**Zadanie pisemne 1**
Przełóż na język angielski zdanie z wywiadu o Towarzystwie Miłośników i Badaczy Ziemi Krotoszyńskiej: „Inicjatorem i założycielem towarzystwa był dr Dionizy Kosiński.”
**Zadanie pisemne 2**
Kontynuuj wywiad z prezesem Towarzystwa Miłośników i Badaczy Ziemi Krotoszyńskiej. Zacznij bezpośrednio po ostatnim zdaniu tego wywiadu.

**Udostępniony fragment**
########################################

Główna :  Dla autorów :  Archiwum :  Publikacje :  turystykakulturowa.ORG

 

Data wydania 29 sierpnia 2010, redaktor prowadzący numeru: Armin Mikos v. Rohrscheidt

Numer 9/2010 (wrzesień 2010)

 

WYWIAD

 


Rozmowa z dr Józefem Zdunkiem, Prezesem Towarzystwa Miłośników i Badaczy Ziemi Krotoszyńskiej.

TK: Jest Pan prezesem Towarzystwa Miłośników i Badaczy Ziemi Krotoszyńskiej. Czy mógłby Pan powiedzieć, czym zajmuje się ta organizacja. Może przedstawić jej genezę i zadania?
JZ: Inicjatorem i założycielem towarzystwa był dr Dionizy Kosiński. W roku 1993 towarzystwo zostało do rejestru Stowarzyszeń i Związków przez Sąd Rejestrowy w Kaliszu. Wcześniej na terenie Krotoszyna działało Krotoszyńskie Towarzystwo Kulturalne.

########################################

**Zapisane dane**

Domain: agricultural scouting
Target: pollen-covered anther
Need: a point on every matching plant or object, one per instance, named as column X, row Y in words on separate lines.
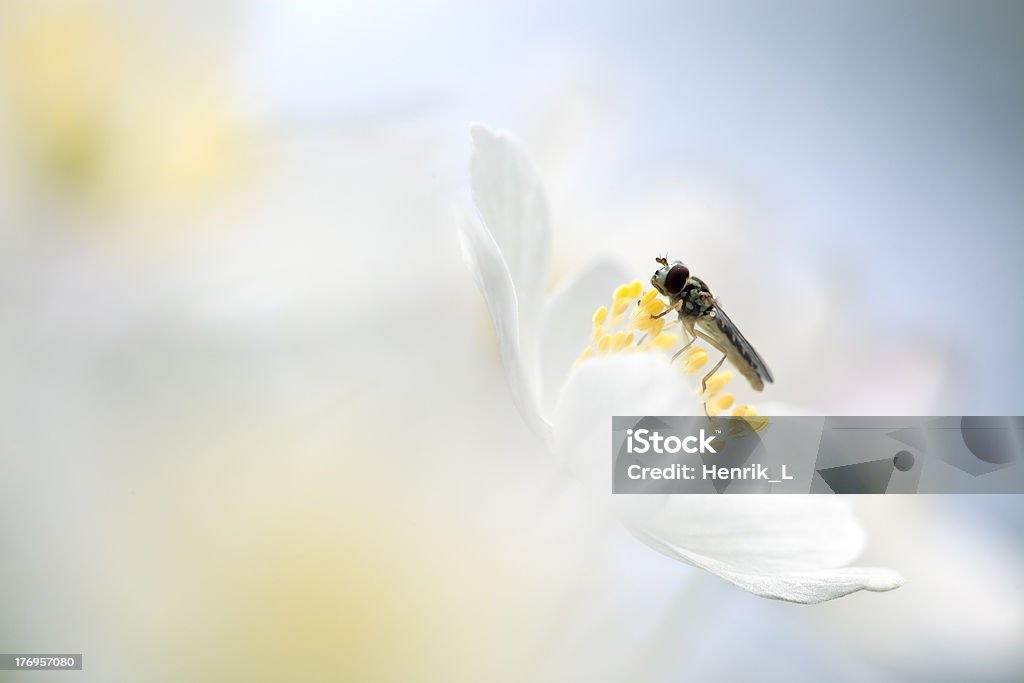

########################################

**Rozwiązanie zadania 1**
The initiator and founder of the society was Dr. Dionizy Kosiński.

**Rozwiązanie zadania 2**
Co do zadań, najważniejszym z nich jest skupianie miłośników, badaczy, ludzi, którzy po prostu interesują się tym regionem i jego historią. Innymi celami jest prowadzenie badań naukowych związanych z ziemią krotoszyńską w zakresie wszelkich dyscyplin naukowych, popularyzacja wyników badań oraz wiedzy o regionie, a także powadzenie działalności edukacyjnej.

TK: Co spowodowało, że rozpoczął Pan swoją współpracę z Towarzystwem Miłośników i Badaczy Ziemi Krotoszyńskiej? Jak ona przebiegała?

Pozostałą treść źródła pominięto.